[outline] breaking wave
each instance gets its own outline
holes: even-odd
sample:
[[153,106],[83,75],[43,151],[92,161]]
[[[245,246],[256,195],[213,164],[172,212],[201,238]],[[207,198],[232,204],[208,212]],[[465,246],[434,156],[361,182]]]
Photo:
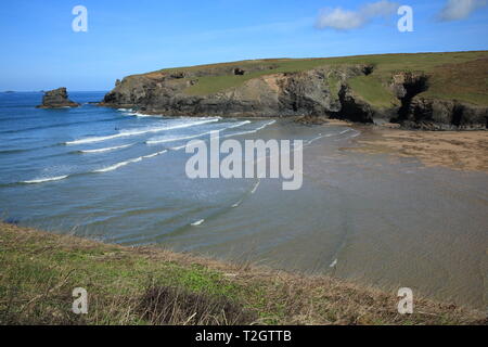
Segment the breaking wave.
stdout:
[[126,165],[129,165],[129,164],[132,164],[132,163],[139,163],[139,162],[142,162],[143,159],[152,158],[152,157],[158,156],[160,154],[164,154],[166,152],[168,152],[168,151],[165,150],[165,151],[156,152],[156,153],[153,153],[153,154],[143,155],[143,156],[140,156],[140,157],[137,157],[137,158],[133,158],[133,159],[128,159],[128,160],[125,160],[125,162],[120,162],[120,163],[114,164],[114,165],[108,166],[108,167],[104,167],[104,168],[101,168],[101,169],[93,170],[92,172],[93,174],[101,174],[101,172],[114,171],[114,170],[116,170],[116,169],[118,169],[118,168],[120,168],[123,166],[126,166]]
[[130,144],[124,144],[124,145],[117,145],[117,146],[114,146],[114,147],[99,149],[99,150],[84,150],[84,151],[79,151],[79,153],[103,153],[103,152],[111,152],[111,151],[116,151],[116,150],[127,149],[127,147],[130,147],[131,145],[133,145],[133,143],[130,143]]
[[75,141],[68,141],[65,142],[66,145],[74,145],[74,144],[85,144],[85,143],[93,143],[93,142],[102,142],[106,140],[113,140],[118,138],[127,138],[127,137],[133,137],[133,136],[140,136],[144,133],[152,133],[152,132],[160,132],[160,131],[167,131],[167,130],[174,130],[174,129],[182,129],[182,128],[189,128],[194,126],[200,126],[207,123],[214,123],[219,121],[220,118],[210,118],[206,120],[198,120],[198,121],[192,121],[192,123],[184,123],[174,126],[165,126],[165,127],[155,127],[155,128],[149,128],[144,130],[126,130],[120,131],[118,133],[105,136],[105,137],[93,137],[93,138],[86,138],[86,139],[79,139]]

---------------

Problem statement
Which lines of the listing above contain the string "breaking"? Gather every one of them, treating uppercase and lowercase as different.

Task result
[outline] breaking wave
Segment the breaking wave.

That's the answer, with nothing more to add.